*** Excerto selecionado ***

A realidade é que Kissinger tinha razão. Não só no passado, como também no presente. A Alemanha tornou-se ao longo da última década demasiado poderosa na Europa. A França começou por liderar a Comunidade Europeia; a partir da década de 70 partilhou a liderança com Berlim, o famigerado Eixo Franco-Alemão. Neste século, a décalage de poder entre Berlim e Paris acentuou-se notoriamente e o Eixo (que nome haviam de arranjar!) é cada vez mais uma mise en scène.


À medida que a França caminha para ficar mais próxima (em poder) da Itália do que da Alemanha, esta começa a assemelhar-se ao proverbial elefante numa loja de porcelana, com o inerente risco para os vários proprietários. Sem o contraponto francês e com o Reino Unido alheado do Continente, a Alemanha lidera sozinha. Negoceia com a Rússia sobre energia e influência na Europa Central e Oriental e vai partilhando o palco com Paris. E como se sabe, frequentemente, o que se passa nos bastidores tem mais relevância do que o que se passa no palco.


O desconforto entre os Estados médios e pequenos acentuar-se-á, especialmente na área do antigo Pacto de Varsóvia e da ex-URSS. Nestas zonas de fronteira de impérios, a retirada dos EUA e a ascensão de Moscovo e Berlim faz renascer velhos fantasmas, especialmente o fantasma Ribbentrop-Molotov. É uma maleita crónica que afecta os países situados entre a Alemanha e a Rússia.


Na Europa meridional, os receios são de outra natureza. As populações reagem negativamente ao que entendem ser um diktat germânico que tem provocado danos sérios e por vezes irreparáveis no seu modo de vida. Esse ressentimento aumenta na medida em que percepcionem os seus próprios líderes como meros comissários políticos do verdadeiro poder sedeado em Berlim.


Finalmente, mesmo na Europa do Norte, não faltam países que colocam resistências a uma crescente integração com receio da hegemonia germânica: a Escandinávia, o Reino Unido e a insuspeita Holanda, não formando ainda um bloco, têm razões históricas e actuais para preservarem um grau de autonomia não compaginável com uma Alemanha hegemónica.


Historicamente e por razões diversas, os países europeus ou não têm interesse, ou têm receio, ou mesmo pavor perante a ascensão de uma Alemanha todo-poderosa e hegemónica na Europa. Seja por tal levar ao isolamento (Reino Unido), à conquista (Polónia, República Checa, Dinamarca, etc), ou ao protectorado no caso dos países mais periféricos em relação à Mittel Europa.


Porventura a única excepção a esta regra são os países que ocasionalmente partilham com a Alemanha essa hegemonia. Tal foi o caso da União Soviética entre 1939 e 1941, da França entre 1960 e 2000 e poderá ser o da Rússia num futuro próximo. Infelizmente para esses parceiros de ocasião, acabaram por ser deglutidos (no caso da URSS) ou marginalizados (a França) pela imparável acumulação de poder (e ambição) da Alemanha.

*** Entradas extraídas ***

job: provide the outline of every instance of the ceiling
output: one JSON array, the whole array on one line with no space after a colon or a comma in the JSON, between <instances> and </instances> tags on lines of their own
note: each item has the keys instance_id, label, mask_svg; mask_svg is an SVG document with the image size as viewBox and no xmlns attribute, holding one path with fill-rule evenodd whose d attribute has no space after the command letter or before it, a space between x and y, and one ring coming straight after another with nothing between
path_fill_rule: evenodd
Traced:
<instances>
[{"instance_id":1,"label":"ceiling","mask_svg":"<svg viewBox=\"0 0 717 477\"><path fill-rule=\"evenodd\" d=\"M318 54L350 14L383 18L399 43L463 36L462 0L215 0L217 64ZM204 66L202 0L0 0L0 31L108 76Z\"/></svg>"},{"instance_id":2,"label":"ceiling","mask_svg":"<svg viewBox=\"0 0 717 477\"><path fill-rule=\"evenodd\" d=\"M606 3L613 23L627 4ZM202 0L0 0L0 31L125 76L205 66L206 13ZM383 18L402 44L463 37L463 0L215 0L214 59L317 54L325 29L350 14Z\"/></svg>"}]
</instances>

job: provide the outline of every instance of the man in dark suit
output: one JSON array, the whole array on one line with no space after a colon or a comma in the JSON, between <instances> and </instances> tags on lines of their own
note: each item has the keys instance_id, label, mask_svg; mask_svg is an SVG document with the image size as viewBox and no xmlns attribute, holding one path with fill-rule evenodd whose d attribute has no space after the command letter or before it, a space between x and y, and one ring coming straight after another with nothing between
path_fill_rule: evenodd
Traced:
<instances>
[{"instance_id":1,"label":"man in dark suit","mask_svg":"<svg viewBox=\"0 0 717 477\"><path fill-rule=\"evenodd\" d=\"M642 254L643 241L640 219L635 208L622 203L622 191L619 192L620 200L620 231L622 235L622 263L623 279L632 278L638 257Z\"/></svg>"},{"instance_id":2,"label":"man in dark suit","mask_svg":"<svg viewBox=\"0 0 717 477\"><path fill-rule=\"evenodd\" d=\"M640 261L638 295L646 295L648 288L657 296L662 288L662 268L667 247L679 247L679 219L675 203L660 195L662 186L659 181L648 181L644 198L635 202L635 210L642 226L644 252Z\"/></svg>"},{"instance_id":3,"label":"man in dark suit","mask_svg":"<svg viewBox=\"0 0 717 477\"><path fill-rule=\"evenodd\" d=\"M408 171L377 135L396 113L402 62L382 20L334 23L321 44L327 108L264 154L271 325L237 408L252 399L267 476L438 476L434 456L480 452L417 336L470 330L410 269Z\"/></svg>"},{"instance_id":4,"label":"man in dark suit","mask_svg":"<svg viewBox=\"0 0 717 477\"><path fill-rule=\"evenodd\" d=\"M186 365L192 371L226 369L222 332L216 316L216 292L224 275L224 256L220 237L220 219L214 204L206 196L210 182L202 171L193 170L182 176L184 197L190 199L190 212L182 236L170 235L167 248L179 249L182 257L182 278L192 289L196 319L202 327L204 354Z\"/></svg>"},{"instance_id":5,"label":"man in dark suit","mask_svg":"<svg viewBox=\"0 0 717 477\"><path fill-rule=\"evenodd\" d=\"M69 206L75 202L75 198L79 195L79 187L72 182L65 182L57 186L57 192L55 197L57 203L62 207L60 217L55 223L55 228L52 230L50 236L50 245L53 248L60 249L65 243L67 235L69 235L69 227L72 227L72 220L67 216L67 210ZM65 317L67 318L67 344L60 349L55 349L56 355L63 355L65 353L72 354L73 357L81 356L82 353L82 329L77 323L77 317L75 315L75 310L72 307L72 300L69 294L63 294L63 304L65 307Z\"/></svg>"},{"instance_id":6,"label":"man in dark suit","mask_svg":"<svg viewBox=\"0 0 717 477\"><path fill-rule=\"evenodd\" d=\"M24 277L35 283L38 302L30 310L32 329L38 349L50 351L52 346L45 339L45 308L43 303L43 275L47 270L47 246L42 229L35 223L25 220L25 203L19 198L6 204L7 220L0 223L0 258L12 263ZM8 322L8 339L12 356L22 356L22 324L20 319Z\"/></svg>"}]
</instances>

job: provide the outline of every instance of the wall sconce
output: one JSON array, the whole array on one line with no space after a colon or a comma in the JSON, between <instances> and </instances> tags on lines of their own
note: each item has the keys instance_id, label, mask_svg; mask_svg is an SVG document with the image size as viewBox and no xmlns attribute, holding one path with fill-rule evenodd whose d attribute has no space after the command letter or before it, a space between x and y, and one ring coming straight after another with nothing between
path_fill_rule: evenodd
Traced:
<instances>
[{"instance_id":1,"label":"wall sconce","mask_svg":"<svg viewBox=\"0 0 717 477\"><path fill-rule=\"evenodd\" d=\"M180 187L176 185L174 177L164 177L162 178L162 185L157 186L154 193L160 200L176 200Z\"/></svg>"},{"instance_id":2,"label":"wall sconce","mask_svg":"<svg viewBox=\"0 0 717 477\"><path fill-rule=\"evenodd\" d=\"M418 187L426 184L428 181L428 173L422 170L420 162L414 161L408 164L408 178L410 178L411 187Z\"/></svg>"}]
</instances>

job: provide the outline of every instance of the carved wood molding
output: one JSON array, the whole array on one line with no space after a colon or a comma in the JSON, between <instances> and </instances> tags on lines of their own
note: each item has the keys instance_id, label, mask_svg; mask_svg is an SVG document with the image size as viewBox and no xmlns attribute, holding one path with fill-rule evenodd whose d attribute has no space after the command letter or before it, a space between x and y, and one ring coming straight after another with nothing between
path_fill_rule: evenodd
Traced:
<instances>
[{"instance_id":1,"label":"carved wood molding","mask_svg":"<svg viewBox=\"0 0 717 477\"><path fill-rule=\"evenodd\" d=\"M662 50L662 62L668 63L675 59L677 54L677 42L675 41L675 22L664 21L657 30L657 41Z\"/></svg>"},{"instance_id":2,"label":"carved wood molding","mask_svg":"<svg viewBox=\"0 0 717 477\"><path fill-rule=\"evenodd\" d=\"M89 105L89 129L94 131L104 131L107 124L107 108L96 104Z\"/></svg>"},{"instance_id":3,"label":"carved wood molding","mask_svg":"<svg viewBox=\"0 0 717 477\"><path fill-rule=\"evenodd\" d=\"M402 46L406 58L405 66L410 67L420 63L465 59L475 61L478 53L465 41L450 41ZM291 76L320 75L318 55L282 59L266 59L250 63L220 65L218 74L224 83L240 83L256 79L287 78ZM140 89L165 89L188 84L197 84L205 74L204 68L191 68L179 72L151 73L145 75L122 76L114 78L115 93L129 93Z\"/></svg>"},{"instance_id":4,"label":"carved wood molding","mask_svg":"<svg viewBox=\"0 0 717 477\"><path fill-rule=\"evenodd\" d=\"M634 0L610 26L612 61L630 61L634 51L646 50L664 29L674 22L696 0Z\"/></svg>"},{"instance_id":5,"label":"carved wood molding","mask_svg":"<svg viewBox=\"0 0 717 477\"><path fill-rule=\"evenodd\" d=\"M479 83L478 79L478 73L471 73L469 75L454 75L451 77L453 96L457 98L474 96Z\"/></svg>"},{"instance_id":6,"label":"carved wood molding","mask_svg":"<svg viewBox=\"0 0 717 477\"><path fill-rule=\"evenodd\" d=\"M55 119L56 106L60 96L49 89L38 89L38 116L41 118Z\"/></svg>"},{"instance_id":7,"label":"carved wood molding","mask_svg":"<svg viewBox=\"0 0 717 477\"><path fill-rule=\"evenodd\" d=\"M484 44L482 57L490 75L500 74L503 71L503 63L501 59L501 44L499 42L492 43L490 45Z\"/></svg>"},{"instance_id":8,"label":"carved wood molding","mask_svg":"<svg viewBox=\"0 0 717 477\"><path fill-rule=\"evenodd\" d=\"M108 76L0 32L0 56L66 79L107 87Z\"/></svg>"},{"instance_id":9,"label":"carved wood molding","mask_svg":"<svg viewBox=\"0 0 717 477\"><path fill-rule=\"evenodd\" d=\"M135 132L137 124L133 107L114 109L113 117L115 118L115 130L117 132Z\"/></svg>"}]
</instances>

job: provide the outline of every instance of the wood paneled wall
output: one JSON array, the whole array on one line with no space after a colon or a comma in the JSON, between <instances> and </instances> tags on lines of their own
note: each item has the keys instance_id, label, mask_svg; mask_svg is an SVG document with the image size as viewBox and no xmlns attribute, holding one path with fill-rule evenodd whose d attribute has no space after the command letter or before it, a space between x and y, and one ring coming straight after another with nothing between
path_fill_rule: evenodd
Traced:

***

▶ **Instruções da tarefa**
No excerto sobre o poder da Alemanha na Europa, com quem passou a França a partilhar a liderança da Comunidade Europeia a partir da década de 70?

▶ **Resolução da tarefa**
Com Berlim, no chamado Eixo Franco-Alemão.